### Task requirements
A complete answer includes every line below with the word "green".

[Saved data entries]
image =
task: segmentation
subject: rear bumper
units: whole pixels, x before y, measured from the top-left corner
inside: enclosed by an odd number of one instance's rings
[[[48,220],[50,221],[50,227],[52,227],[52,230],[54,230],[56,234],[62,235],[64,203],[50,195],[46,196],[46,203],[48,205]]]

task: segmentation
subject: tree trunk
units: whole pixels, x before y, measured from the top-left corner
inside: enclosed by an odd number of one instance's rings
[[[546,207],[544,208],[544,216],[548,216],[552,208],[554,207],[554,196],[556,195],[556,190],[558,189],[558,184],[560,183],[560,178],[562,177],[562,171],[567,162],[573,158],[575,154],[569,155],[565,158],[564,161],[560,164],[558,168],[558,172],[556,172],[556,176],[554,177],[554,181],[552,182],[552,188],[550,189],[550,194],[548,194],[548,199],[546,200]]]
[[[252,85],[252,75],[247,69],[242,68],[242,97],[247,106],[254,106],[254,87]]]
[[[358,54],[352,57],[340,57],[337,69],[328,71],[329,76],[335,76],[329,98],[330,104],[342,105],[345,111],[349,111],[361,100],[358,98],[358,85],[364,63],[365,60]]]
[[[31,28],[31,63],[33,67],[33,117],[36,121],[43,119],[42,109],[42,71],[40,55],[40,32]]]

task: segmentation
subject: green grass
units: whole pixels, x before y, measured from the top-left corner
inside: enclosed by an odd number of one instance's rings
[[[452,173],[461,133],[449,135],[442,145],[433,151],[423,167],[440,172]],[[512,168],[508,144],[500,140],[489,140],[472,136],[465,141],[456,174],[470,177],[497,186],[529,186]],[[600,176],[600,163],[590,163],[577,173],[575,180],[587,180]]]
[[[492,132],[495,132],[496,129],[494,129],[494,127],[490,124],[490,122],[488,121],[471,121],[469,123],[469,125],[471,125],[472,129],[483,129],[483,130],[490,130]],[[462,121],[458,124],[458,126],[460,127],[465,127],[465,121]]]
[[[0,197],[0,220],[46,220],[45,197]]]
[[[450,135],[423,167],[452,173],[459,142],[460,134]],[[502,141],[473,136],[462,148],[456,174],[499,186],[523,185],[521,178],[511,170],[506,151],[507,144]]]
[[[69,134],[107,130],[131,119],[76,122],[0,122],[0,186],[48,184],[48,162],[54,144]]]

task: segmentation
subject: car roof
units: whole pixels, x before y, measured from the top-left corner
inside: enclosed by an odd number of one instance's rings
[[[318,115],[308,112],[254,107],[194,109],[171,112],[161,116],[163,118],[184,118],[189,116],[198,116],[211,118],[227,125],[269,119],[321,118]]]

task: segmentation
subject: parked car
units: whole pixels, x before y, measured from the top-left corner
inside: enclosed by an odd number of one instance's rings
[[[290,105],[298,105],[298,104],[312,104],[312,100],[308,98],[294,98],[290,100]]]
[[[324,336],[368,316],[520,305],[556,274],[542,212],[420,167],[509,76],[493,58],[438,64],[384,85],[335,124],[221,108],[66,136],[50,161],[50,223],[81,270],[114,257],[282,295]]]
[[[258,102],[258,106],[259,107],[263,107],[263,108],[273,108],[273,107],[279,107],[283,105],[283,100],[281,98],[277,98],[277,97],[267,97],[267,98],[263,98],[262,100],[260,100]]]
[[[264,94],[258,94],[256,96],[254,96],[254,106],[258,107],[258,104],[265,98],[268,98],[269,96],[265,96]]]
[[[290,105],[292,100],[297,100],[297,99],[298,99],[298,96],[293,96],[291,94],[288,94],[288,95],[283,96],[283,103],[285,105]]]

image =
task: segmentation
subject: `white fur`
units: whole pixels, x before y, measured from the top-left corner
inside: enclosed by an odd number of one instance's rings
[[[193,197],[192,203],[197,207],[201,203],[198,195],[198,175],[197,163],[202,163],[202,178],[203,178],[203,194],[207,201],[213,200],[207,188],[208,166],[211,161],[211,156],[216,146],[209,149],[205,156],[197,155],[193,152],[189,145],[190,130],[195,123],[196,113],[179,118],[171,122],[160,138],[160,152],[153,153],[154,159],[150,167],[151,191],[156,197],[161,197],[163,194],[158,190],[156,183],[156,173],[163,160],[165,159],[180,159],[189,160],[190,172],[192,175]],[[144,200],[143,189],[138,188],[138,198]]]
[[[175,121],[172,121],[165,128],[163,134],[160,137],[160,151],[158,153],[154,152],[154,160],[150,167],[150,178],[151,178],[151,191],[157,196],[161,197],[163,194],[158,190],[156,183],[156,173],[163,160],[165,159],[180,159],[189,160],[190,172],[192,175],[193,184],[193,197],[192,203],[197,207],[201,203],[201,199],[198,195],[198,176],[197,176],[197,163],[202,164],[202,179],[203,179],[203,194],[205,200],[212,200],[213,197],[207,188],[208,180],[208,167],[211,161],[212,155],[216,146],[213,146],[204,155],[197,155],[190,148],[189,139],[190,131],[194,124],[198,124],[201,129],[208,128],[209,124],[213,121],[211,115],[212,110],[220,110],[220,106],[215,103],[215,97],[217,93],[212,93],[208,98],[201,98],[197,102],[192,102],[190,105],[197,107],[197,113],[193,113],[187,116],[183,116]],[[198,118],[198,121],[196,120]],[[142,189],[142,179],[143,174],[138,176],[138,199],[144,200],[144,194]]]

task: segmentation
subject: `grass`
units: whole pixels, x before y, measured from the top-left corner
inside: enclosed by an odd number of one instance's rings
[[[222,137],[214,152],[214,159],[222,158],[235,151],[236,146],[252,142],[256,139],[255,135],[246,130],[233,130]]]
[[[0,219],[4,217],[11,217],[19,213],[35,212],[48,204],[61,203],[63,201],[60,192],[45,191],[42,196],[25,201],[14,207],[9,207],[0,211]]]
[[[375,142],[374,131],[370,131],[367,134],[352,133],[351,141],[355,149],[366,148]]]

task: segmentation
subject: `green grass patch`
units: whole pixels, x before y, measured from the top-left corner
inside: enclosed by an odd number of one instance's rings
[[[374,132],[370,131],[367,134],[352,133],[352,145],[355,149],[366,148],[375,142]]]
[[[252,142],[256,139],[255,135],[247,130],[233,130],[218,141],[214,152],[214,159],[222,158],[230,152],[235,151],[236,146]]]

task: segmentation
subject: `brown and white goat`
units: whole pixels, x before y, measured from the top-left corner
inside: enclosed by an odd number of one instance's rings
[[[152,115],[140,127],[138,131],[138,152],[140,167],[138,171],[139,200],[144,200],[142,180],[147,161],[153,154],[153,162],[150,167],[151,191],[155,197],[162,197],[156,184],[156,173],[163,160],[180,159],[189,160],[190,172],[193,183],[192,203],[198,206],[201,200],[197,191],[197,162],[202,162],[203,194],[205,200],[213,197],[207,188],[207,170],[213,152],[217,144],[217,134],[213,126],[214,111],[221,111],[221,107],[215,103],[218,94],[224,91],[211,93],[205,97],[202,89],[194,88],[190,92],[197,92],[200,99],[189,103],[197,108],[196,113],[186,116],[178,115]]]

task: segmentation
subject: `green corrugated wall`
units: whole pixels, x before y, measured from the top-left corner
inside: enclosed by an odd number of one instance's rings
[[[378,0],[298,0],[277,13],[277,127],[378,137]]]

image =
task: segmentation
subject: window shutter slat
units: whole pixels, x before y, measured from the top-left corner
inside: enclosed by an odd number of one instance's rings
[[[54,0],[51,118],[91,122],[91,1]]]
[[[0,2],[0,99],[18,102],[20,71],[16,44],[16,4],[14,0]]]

### Your response
subject: green grass
subject: `green grass patch`
subject: `green corrugated wall`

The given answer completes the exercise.